Records excerpted from a collection:

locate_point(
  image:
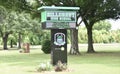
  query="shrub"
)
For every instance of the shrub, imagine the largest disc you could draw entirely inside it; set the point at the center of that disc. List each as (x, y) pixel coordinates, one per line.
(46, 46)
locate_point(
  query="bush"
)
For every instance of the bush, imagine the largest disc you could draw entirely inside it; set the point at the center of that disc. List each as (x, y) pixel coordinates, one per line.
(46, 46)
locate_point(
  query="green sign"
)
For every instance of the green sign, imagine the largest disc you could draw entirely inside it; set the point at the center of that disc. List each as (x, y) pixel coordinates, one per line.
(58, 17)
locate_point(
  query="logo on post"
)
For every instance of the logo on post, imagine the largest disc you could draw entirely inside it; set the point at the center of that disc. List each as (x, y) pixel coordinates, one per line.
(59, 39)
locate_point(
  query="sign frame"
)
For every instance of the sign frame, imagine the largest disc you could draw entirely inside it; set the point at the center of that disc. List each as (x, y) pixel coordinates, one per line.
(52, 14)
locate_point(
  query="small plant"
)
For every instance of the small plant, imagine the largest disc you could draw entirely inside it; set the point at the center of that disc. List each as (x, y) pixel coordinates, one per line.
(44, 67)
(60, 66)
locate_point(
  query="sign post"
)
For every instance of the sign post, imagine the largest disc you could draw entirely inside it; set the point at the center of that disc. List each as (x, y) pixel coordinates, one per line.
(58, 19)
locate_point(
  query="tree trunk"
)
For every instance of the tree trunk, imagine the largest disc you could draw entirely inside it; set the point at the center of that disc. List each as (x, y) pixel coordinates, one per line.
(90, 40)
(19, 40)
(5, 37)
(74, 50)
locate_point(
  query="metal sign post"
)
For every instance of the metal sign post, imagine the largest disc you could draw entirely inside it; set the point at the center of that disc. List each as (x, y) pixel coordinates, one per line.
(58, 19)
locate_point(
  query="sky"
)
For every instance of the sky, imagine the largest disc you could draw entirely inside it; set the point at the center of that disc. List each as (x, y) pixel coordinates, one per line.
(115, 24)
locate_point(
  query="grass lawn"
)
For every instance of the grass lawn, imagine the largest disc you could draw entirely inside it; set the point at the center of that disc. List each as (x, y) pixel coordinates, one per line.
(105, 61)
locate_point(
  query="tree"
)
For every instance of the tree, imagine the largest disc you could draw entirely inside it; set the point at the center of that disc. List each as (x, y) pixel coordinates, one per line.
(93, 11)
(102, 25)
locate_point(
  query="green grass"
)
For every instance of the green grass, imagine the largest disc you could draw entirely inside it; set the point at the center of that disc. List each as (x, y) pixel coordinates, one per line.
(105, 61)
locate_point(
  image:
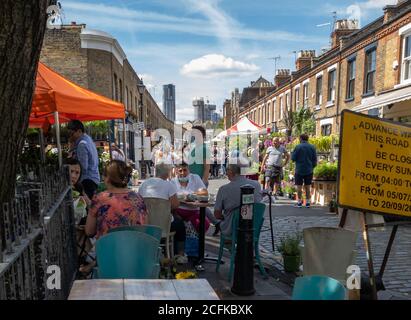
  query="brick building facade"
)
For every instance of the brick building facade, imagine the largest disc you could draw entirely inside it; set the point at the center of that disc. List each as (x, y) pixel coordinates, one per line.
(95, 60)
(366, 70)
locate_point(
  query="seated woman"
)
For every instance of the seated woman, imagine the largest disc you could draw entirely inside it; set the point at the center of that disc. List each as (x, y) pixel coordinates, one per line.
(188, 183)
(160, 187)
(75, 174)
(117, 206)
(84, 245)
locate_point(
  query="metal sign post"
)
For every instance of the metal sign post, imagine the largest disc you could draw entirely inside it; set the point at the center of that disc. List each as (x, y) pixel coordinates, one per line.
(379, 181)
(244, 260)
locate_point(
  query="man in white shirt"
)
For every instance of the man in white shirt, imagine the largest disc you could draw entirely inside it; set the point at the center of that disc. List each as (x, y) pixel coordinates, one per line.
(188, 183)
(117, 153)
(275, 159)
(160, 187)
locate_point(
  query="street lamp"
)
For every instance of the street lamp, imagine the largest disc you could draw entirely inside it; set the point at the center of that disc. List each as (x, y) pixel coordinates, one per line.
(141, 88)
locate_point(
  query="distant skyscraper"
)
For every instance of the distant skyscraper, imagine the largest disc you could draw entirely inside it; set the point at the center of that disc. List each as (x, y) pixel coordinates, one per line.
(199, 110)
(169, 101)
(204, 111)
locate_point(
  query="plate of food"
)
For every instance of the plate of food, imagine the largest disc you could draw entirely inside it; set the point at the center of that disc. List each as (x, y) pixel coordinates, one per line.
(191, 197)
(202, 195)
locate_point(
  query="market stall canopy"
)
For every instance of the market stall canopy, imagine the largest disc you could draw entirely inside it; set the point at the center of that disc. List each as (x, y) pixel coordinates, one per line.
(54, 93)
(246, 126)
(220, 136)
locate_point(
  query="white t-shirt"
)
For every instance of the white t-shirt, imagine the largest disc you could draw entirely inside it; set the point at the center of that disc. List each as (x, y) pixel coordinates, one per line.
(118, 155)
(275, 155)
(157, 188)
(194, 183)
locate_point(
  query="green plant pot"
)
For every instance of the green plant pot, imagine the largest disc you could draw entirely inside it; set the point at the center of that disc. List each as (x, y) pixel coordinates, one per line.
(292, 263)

*JOB*.
Repeat all of the data above word for word, minus the pictures.

*ANSWER TO THIS TASK*.
locate_point(
  image:
  query="shrub"
)
For every instance of the shrub, imagine the largest disc you could draw entirely inside it; set the point at the center of that disc. List each as (x, y) pixel coordinates, one per line.
(46, 46)
locate_point(
  query="bush"
)
For every instance of the bush, imagine the largest disc you could draw entirely inside it; set the point at the center of that disc. List each as (x, y) pixel coordinates, one per line.
(46, 46)
locate_point(
  query="green sign"
)
For every instance of the green sign, imagine the largest disc you could draw entirely inside it; set the point at the center of that disc. List each as (x, y) pixel coordinates, one per line.
(58, 17)
locate_point(
  query="logo on post"
)
For every instance of the logo on post, imagine the largest disc you could draw entirely inside it; set the point at the center of that disc. List each as (x, y) pixel coordinates, one per line.
(59, 39)
locate_point(
  query="sign frame"
)
For every instance of the sign frame, imagine the largest disc you could draw entirely inside it; set the point at the center of that disc. List each as (x, y) pixel coordinates, one per line.
(52, 14)
locate_point(
  query="small plant"
)
For every instance of the small plant, imagine the largest disc you could draw entirely inside it; set the point at the center of that disc. List each as (x, y) pixel coordinates, one per line.
(44, 67)
(60, 66)
locate_point(
  query="sign post"
)
For every instance of the sign post, imagine the largest disc you could draw entirely inside it; set the point at the center of that disc. List each as (x, y) pixel coordinates, one per line.
(58, 19)
locate_point(
  query="tree trunk"
)
For every instance of the tree trunk, imagine the largest disc you could draw entirely inside it; set the point at the center of that disc. List each as (x, y) pixel coordinates, one per line.
(90, 40)
(19, 40)
(5, 37)
(74, 50)
locate_point(
  query="metal sign post"
)
For every instance of the metal sign post, imagine the largest disc you could draw entirely inside it; set the point at the center of that disc. List each as (x, y) pixel coordinates, one per line.
(58, 19)
locate_point(
  query="sky"
)
For every instance of the sky, imagine the largest disc you could draw entirely inside it; set the point at the center of that disc. List each as (x, y) pixel coordinates, one per line.
(115, 24)
locate_point(
  query="grass lawn"
)
For every instance of the grass lawn, imagine the largest disc you could draw entirely inside it; set the point at the center of that disc. List each as (x, y) pixel coordinates, one per line.
(105, 61)
locate_point(
  query="tree"
)
For every instance of the tree, imagine the largest disc you could draw entirely inside it; set the point at the center of that disc. List each as (x, y) pixel coordinates, one per line.
(93, 11)
(102, 25)
locate_point(
  query="green grass"
)
For every instance of the green grass, imagine the largest disc you could draw entirely inside it; set the point at the center of that disc. List each as (x, y) pixel coordinates, one per line.
(105, 61)
locate_point(
  image:
  query="brick building facade"
)
For every instance of the brick building facade, imagine the largest disc you could draw entirely inside it; set the point at the center of that disc. List each as (x, y) pixel coordinates, one per line.
(95, 60)
(366, 70)
locate_point(
  query="seated woman"
)
For every instance of the seated woman, imagine the largest disc you could draw entirely inside it; set the point at the center of that disc. List each as (x, y) pixel coordinates, one per line.
(188, 183)
(160, 187)
(75, 174)
(117, 206)
(84, 245)
locate_point(
  query="metal sign post"
)
For every instance of the metal sign post, imagine the largest disc you could draw entirely inside it; set the point at the center of that disc. List each as (x, y) pixel coordinates, one per line.
(379, 181)
(244, 260)
locate_point(
  query="man in white shirt"
)
For every instance of the man in white shirt, imagine the largest disc you could draw entirely inside it; set the point at the center of that disc. List each as (x, y) pixel coordinates, one per line.
(188, 183)
(117, 153)
(275, 159)
(160, 187)
locate_point(
  query="street lamp"
)
For every instance of the street lamp, imagine the largest disc you could draw entirely inside it; set the point at the center of that disc. List each as (x, y) pixel coordinates, one per line.
(141, 88)
locate_point(
  query="distant skyscraper"
)
For every instance of the distant skyscraper, imagine the largest disc you could draw entirely inside it; set the point at the center of that disc. List each as (x, y) pixel coordinates, one per line.
(199, 110)
(169, 101)
(204, 111)
locate_point(
  query="plate of food"
)
For every instance of the plate of food, imagine the largest disc you could draw entirely inside it; set the point at the center of that disc. List each as (x, y) pixel coordinates, one per line.
(191, 197)
(202, 195)
locate_point(
  query="market stall canopy"
)
For every instance of the market stall canopy, imagine the largest disc you could draw entirely inside it; set the point at the center of that disc. List each as (x, y) pixel coordinates, one per line.
(54, 93)
(246, 126)
(220, 136)
locate_point(
  query="white t-shirt"
)
For every instance of the white t-shirt, imagine the largest disc you could draw entirely inside it; set the point at the center of that disc. List each as (x, y) pixel coordinates, one per line.
(118, 155)
(275, 155)
(157, 188)
(194, 183)
locate_point(
  query="green plant pot"
)
For every instance of the green plant pot, imagine the largest disc you could draw entirely inside it; set the point at the center of that disc. List each as (x, y) pixel coordinates, one per line.
(292, 263)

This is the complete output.